## EXERCISE AIM
Continue the piece on the Dungannon Resolution and sectarian conflict in Ireland, printed first below, from the point where it stops.

Tuesday, 6 September 2011

Turgon

Turgon
I whole-heartedly endorse the tenor of your article that the Provisional I R A campaign wasn’t left wing inspired but was a sectarian struggle between protestant loyalist British Ireland and Republican catholic Irish Ireland. However the story of this historic sectarian conflict doesn’t begin with the Provisionals who claimed they were acting in the tradition of Tone and Pearse but goes back to the 1790ties and continues thereafter in the 19th and 20th centuries. The best definition of the nature of this sectarian conflict can be found in the Dungannon Resolution of July 12th 1796. The caption of the resolution was as follows: -
“Association of the inhabitants of the town of Dungannon to support and defend the King and Constitution to preserve the peace of their town and its neighbourhood and to discourage and resist all endeavours to excite sedition and rebellion.”
The content of the resolution can be paraphrased as the intention of the association to defend the country against the French and put down Republican insurrection. This resolution was signed by 12 protestant Justices of the peace in Tyrone. Out of this association thus defined there emerged the Protestant/orange yeomanry organised by the Dungannon man and MP John Knox. John Knox set up the yeomanry brigade system and this brigade system proved crucial in the defeat of the United Irishmen. At this time the leadership of the mainly catholic United Irishmen fatally underestimated the organisational skill and ingenuity of protestant loyalist Ireland. The yeomen were victorious because they were better organised (due to the organisational genius of John Knox) than the United Irishmen. The strong Dungannon resolution is historically more important than Pearse’s weak Proclamation but the resolution and with it John Knox has been airbrushed out of history by Republicans.

## RECORDED INFORMATION
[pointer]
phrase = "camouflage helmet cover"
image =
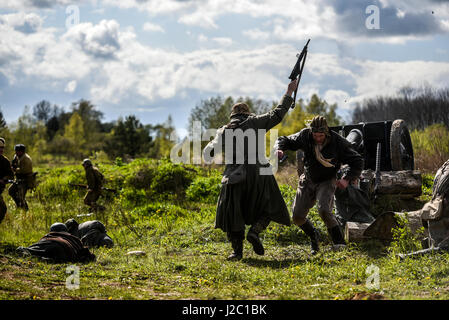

## OUTPUT OF THE EXERCISE
The sectarian saga continues in 1916. This was a catholic Republican rebellion to overthrow the constitution and depose the Crown and set up a Republic of Ireland. The response to this rebellion is defined in the Dungannon resolution. The British protestant establishment put down the rebellion and maintained the Crown and Constitution and 1916 was as futile and sectarian as 1798.
There followed the so called war of independence. This was a conflict between IRA rebels who tried to overthrow the constitution and the Crown by armed force and were opposed by the Black and Tans, deployed and supported by the British Protestant establishment to defend and maintain the Crown and Constitution. So again the Dungannon Resolution defines the nature of this sectarian conflict which partitioned the country into two sectarian statelets, a protestant north and a catholic south.
IN our own time there was the brute force attempt by the Provisional IRA to overthrow the constitution depose the Queen and set up an all Ireland Republic in the tradition of Tone and Pearse. This conflict was localised with the setting up of the UDR, a protestant loyalist British force deployed an d supported by the Protestant British establishment in their role of defending the Crown and Constitution. All of this is defined in the Dungannon Resolution 1796. This conflict ended with the defeat of the Provisional’s campaign of violence and with the GFA, Sinn Fein have recognised UK constitution and sit at Stormont as crypto-unionists propping up a right wing Union Jack Unionist statelet in the pay of the British Exchequer.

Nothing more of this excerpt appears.